## WRITTEN EXERCISE
Copy the stretch of entries from the line containing "Target: roadway lane" through the line containing "x=171, y=89", reproducing each line unchanged and including both end lines.

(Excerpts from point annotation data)
● ● ● ● ● ● ●

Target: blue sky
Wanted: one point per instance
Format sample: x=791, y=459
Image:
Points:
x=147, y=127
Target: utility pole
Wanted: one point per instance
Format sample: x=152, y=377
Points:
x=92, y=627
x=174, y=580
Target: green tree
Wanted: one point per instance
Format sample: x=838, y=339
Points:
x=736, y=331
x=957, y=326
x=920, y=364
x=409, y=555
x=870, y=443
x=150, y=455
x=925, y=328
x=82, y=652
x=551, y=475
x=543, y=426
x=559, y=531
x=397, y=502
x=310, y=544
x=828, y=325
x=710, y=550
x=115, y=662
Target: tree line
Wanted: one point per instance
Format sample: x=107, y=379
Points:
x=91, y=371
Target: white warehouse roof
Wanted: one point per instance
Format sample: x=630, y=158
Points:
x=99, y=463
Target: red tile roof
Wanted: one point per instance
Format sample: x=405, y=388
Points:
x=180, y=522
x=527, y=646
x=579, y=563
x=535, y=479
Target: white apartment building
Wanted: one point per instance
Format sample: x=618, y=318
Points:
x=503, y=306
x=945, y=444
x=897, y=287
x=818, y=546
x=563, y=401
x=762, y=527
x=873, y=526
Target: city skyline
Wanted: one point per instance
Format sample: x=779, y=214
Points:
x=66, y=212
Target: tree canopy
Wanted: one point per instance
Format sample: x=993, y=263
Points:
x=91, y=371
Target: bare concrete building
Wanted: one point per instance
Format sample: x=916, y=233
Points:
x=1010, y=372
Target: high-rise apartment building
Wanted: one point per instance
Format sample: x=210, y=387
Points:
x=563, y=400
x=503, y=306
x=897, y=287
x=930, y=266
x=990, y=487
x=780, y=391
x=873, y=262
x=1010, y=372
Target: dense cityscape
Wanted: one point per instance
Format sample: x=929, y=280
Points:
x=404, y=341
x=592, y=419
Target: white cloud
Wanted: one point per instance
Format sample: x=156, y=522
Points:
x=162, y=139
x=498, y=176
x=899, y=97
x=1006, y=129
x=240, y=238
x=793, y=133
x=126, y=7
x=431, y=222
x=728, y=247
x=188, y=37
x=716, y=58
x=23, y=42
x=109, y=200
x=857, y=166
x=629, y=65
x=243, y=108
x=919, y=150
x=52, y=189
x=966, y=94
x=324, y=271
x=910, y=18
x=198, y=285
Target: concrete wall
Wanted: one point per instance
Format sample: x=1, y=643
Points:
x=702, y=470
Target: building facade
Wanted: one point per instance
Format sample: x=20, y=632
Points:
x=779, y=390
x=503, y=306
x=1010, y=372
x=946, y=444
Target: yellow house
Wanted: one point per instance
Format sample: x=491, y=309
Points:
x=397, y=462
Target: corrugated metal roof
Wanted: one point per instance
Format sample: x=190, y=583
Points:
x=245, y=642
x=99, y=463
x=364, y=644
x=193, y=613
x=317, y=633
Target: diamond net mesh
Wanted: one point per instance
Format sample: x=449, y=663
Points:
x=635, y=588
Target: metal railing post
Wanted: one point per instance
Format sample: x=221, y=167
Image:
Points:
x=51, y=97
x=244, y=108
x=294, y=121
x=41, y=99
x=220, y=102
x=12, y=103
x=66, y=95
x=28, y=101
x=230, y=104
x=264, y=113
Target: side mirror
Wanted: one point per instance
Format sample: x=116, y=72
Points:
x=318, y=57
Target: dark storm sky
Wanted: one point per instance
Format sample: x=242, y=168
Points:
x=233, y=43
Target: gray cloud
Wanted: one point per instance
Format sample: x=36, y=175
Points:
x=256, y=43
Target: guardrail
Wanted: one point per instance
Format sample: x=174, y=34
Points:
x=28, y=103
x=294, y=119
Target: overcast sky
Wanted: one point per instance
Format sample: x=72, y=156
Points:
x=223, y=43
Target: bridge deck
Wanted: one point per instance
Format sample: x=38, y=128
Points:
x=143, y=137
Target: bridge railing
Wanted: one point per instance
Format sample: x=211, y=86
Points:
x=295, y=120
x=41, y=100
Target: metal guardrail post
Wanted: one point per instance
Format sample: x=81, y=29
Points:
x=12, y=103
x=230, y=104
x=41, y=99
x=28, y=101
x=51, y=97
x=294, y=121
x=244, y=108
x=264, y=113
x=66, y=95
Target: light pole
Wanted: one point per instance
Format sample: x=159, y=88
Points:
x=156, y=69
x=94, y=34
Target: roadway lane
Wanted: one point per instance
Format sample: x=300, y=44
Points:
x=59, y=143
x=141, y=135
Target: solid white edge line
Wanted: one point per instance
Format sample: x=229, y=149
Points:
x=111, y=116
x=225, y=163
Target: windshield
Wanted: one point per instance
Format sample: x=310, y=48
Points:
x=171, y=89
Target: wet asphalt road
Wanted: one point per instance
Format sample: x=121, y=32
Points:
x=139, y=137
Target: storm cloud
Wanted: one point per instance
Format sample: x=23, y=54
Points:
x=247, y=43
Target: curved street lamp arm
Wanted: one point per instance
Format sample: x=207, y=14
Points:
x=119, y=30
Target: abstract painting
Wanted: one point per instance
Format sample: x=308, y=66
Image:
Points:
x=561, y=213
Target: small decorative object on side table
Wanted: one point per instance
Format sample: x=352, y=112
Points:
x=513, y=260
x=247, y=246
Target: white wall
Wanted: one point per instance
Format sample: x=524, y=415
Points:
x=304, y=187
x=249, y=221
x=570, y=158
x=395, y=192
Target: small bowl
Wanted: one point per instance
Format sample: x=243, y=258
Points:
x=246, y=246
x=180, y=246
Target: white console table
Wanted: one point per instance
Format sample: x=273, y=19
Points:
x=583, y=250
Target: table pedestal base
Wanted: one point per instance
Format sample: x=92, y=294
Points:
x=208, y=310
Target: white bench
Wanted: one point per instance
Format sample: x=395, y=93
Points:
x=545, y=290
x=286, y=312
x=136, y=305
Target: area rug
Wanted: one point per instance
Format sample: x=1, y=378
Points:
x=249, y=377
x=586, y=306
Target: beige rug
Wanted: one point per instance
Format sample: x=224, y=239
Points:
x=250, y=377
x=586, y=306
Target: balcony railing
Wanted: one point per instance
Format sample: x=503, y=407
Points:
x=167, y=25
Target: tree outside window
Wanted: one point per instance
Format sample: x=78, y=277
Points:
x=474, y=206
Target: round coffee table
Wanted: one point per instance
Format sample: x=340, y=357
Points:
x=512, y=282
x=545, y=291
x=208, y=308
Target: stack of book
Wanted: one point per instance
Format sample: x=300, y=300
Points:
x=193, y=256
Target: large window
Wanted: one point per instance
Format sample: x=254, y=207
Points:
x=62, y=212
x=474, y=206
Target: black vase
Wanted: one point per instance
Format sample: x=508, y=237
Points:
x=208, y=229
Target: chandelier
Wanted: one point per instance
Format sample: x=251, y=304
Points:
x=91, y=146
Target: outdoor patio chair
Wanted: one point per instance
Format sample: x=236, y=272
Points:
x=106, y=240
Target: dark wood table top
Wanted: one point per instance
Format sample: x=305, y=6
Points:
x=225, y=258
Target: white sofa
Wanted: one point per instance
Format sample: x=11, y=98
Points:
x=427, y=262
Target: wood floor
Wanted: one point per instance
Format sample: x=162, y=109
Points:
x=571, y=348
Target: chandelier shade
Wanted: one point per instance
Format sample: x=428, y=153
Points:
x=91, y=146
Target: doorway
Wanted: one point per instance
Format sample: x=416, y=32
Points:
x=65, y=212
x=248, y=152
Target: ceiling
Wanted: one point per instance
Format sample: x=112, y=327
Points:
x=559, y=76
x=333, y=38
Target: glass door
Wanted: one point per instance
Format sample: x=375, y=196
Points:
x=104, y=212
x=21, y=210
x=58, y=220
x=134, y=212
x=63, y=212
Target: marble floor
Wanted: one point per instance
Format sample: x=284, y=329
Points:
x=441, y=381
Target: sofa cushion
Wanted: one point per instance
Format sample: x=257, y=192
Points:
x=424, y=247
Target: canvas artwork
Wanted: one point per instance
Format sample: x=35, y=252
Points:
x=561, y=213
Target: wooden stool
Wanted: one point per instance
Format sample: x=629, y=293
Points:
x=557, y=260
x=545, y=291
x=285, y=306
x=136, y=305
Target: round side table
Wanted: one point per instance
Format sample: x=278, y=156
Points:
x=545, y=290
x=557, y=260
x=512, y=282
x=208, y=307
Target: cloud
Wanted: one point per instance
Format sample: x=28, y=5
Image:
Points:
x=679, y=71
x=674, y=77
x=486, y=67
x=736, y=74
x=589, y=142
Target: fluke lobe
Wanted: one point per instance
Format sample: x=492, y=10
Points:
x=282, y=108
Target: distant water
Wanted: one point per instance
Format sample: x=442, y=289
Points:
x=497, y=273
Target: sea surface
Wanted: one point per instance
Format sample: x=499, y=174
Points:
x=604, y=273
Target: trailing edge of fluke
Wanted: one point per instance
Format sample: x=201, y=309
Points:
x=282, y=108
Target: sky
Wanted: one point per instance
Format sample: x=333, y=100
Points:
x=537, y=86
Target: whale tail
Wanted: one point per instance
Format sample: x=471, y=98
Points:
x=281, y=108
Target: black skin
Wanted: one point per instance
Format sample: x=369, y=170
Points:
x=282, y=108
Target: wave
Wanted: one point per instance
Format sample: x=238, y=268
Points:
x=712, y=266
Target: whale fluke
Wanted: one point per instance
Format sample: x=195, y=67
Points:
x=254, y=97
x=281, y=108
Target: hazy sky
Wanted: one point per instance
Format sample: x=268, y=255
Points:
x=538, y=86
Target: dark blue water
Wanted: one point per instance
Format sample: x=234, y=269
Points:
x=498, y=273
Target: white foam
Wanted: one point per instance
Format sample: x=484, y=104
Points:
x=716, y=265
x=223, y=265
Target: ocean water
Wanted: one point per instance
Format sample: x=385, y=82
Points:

● ● ● ● ● ● ●

## FINAL RESULT
Target: roadway lane
Wanted: one point per instance
Format sample: x=300, y=44
Points:
x=59, y=143
x=141, y=135
Target: solid white edge line
Wanted: one point per instance
Format sample: x=229, y=149
Points:
x=111, y=116
x=225, y=163
Target: windshield
Wanted: one point per instance
Format sample: x=310, y=48
Points:
x=171, y=89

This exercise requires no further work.